◆ Task directions
Give the count of lines below that include the word "point", and say nothing else.

◆ Recorded information
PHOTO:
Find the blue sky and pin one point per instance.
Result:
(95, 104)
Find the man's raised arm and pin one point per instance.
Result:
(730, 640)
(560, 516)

◆ Final answer
2